* _Pointing records_:
☆ ☆ ☆

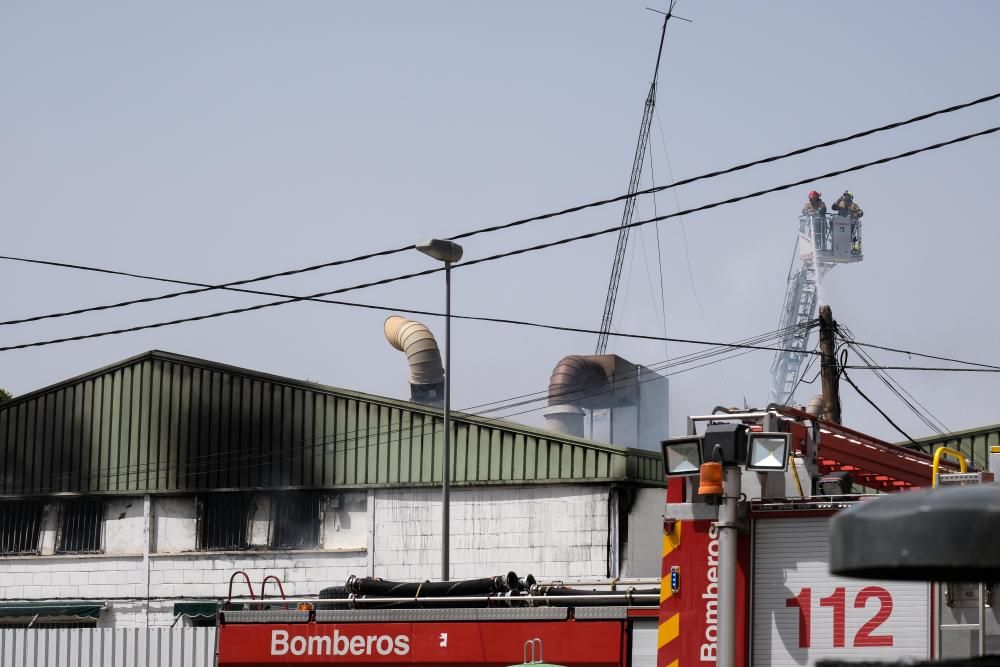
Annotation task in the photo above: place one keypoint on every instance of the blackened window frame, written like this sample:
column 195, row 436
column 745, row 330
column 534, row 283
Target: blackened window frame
column 81, row 526
column 225, row 522
column 21, row 523
column 296, row 521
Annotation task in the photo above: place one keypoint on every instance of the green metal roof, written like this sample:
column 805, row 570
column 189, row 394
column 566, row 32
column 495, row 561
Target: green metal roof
column 975, row 443
column 165, row 423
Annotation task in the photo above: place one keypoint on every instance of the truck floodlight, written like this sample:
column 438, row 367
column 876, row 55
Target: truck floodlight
column 837, row 483
column 682, row 456
column 725, row 442
column 768, row 452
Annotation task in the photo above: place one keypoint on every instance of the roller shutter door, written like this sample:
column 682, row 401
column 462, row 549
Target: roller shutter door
column 801, row 613
column 644, row 633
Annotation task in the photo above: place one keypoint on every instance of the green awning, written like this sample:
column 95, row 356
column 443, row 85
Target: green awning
column 90, row 609
column 203, row 609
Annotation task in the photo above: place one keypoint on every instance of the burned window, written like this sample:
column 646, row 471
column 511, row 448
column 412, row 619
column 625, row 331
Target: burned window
column 81, row 526
column 295, row 519
column 224, row 521
column 20, row 526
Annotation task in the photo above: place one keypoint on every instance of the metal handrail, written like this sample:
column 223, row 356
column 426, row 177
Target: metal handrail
column 627, row 599
column 954, row 453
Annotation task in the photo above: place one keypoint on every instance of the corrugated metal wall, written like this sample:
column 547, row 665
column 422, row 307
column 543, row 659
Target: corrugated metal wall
column 162, row 423
column 108, row 647
column 974, row 443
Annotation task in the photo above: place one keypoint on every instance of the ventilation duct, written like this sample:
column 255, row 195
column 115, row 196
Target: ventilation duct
column 573, row 379
column 625, row 402
column 422, row 353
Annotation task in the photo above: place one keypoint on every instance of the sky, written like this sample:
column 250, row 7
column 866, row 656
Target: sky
column 218, row 141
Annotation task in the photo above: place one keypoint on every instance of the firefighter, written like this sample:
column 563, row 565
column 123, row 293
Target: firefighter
column 846, row 206
column 815, row 208
column 815, row 205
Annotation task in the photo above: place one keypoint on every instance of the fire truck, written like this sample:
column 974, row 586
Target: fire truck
column 799, row 471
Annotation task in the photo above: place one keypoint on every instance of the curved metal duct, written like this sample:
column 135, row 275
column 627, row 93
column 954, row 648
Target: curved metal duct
column 573, row 379
column 815, row 407
column 422, row 353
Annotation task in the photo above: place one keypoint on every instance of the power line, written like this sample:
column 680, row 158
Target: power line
column 232, row 286
column 925, row 356
column 877, row 408
column 930, row 369
column 511, row 253
column 925, row 415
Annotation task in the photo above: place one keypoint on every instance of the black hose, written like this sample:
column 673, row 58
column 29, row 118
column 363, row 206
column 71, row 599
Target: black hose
column 555, row 592
column 375, row 587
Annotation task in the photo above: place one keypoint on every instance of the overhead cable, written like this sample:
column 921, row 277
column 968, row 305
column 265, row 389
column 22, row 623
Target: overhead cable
column 272, row 450
column 877, row 408
column 232, row 286
column 511, row 253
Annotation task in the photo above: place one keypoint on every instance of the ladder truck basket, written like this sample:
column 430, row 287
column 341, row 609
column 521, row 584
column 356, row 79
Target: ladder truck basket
column 831, row 239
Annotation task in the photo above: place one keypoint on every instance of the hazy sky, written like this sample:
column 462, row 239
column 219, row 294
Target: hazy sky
column 218, row 141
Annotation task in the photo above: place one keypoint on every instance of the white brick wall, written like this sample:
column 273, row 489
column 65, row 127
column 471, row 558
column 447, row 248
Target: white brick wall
column 551, row 532
column 557, row 532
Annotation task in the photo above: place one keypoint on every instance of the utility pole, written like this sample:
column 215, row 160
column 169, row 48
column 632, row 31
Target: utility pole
column 828, row 365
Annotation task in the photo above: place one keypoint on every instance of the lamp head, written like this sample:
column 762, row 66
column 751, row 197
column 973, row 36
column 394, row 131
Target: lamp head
column 440, row 249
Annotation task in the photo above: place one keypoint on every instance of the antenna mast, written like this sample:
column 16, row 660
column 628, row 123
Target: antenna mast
column 633, row 187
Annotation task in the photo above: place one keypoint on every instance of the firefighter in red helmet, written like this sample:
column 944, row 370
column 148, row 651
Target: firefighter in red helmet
column 815, row 205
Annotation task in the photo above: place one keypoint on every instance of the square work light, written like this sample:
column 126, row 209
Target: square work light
column 768, row 452
column 682, row 456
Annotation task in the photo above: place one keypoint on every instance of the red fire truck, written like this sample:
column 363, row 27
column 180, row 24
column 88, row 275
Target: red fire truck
column 790, row 610
column 495, row 622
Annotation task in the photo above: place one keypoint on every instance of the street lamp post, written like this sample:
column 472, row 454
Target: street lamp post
column 448, row 252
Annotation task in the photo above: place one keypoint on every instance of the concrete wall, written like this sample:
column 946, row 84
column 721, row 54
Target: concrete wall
column 553, row 532
column 548, row 531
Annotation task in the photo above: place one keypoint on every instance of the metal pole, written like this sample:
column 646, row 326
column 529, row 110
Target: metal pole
column 446, row 455
column 726, row 656
column 828, row 365
column 982, row 619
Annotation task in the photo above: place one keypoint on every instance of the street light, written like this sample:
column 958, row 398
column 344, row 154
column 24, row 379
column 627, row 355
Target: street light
column 448, row 252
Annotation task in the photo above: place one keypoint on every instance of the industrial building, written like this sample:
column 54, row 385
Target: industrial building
column 129, row 494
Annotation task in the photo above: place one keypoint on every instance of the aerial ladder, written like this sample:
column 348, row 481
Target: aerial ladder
column 824, row 241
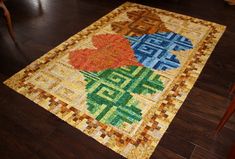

☆ ☆ ☆

* _WORK TO BE COMPLETED_: Please reproduce every item above word for word, leaving out the pictures.

* _ANSWER TO THE EXERCISE_:
Annotation task in the photo above: place one keypoint on every instance of the blackened window frame, written like this sample:
column 195, row 436
column 745, row 330
column 534, row 283
Target: blackened window frame
column 81, row 526
column 225, row 522
column 21, row 523
column 296, row 521
Annotation task in the photo above: place one keypoint on every instance of the green metal roof, written like this sample:
column 805, row 570
column 189, row 394
column 566, row 32
column 495, row 561
Target: green metal roof
column 975, row 443
column 165, row 423
Annotation task in the photo above: place one keypoint on every instance of the truck floodlight, written like this sample:
column 438, row 367
column 876, row 55
Target: truck floodlight
column 837, row 483
column 682, row 456
column 725, row 442
column 768, row 452
Annotation task in the photo above: place one keypoint on every instance of the roller shutter door, written like this sample:
column 682, row 401
column 462, row 549
Target: roller shutter door
column 801, row 613
column 644, row 633
Annotation task in the photo above: place one keypoint on every instance of the green awning, written like this sample:
column 95, row 356
column 443, row 85
Target: green awning
column 90, row 609
column 203, row 609
Annotation task in the photo above: place one keypoint on every instance of the burned window, written like this sample:
column 646, row 471
column 511, row 448
column 412, row 619
column 625, row 331
Target: burned window
column 81, row 526
column 295, row 519
column 224, row 521
column 20, row 526
Annotation task in the photo above: place one keypoint on every instance of the metal handrail, written like this sample:
column 223, row 356
column 426, row 177
Target: metal handrail
column 627, row 599
column 954, row 453
Annotation task in the photo above: place one keypoint on every instance of the corrugated metal wall, written like this sample:
column 547, row 665
column 422, row 307
column 543, row 659
Target: corrugated metal wall
column 162, row 423
column 108, row 647
column 974, row 443
Annotation task in the photo above: place one keypoint on every instance of the ventilation duct, written like this sample:
column 255, row 195
column 115, row 196
Target: ventilation duct
column 573, row 379
column 625, row 402
column 422, row 353
Annotation task in the photo above: place one keypoint on every instance of the sky, written like this sample:
column 250, row 7
column 866, row 656
Target: sky
column 218, row 141
Annotation task in the photo above: place one keypoint on every instance of the firefighter, written like this sample:
column 563, row 565
column 123, row 293
Target: firefighter
column 846, row 206
column 815, row 208
column 815, row 205
Annotation task in the photo above: place one keypoint on every instance of the fire truck, written like this sample:
column 974, row 586
Target: fire truck
column 799, row 471
Annotation task in the photo above: place one keypoint on every instance of the curved metal duct, written like this sample:
column 135, row 275
column 627, row 93
column 954, row 648
Target: curved metal duct
column 573, row 379
column 815, row 407
column 422, row 353
Annotation task in the photo above: place one keypoint on every instance of the power line, written like this sample:
column 680, row 158
Target: power line
column 232, row 286
column 925, row 356
column 877, row 408
column 930, row 369
column 511, row 253
column 925, row 415
Annotation task in the photo above: place one keypoint on every instance of the black hose, written like this sample:
column 673, row 58
column 29, row 118
column 363, row 206
column 71, row 599
Target: black hose
column 555, row 592
column 375, row 587
Annotation task in the photo above: place one keypoint on every instance of the overhead cable, written like this sample:
column 921, row 277
column 968, row 305
column 265, row 389
column 22, row 623
Target: overhead cable
column 272, row 450
column 877, row 408
column 232, row 286
column 511, row 253
Annotation task in the photo above: place one keypoint on every instance of the ladder truck basket, written like this sample:
column 430, row 287
column 341, row 609
column 521, row 584
column 356, row 79
Target: ladder truck basket
column 831, row 239
Annotation task in the photo above: place one keypoint on every instance of the hazy sky, written like this sample:
column 462, row 239
column 219, row 294
Target: hazy sky
column 218, row 141
Annotation task in the photo above: place one keypoint on every instance of the white brick wall, written like this sample:
column 273, row 489
column 65, row 127
column 471, row 558
column 447, row 248
Target: white brick wall
column 551, row 532
column 557, row 532
Annotation task in the photo above: place one keypoint on every instance of the utility pole, written like this sample:
column 215, row 160
column 169, row 48
column 632, row 31
Target: utility pole
column 828, row 365
Annotation task in the photo above: place one keypoint on every instance of the lamp head, written like this sample:
column 762, row 66
column 751, row 197
column 973, row 36
column 394, row 131
Target: lamp head
column 440, row 249
Annotation task in the photo above: place one keypoint on every instance of the antenna mast, written like this sample:
column 16, row 660
column 628, row 123
Target: antenna mast
column 633, row 187
Annotation task in the photo above: place one keypoint on every instance of the firefighter in red helmet, written like this sample:
column 944, row 370
column 148, row 651
Target: firefighter in red helmet
column 815, row 205
Annotation task in the photo above: place one keypoint on every instance of the square work light, written like this sample:
column 126, row 209
Target: square work light
column 768, row 452
column 682, row 456
Annotation task in the photo above: place one keypoint on every instance of the red fire truck, written like this sample:
column 363, row 27
column 180, row 24
column 88, row 275
Target: red fire truck
column 790, row 610
column 495, row 622
Annotation task in the photo above: place one keypoint on every instance of the street lamp post, written like this sample:
column 472, row 454
Target: street lamp post
column 448, row 252
Annotation task in the photo above: place one keypoint on every instance of the concrete wall, written like this sample:
column 946, row 84
column 721, row 54
Target: concrete wall
column 553, row 532
column 548, row 531
Annotation task in the photo above: place one keypoint on every instance of the metal pole, written like this sample:
column 646, row 326
column 529, row 110
Target: metal pole
column 446, row 455
column 726, row 656
column 828, row 365
column 982, row 619
Annotation task in the photo above: place one keypoint on every instance of the street light, written like this sample:
column 958, row 398
column 344, row 154
column 24, row 379
column 627, row 355
Target: street light
column 448, row 252
Annotation task in the photo above: place one keypoint on every instance of the industrial building, written like this sample:
column 54, row 385
Target: industrial building
column 129, row 494
Annotation task in the photo above: place one keypoint on every instance of the aerial ladder, written like this sample:
column 348, row 481
Target: aerial ladder
column 824, row 241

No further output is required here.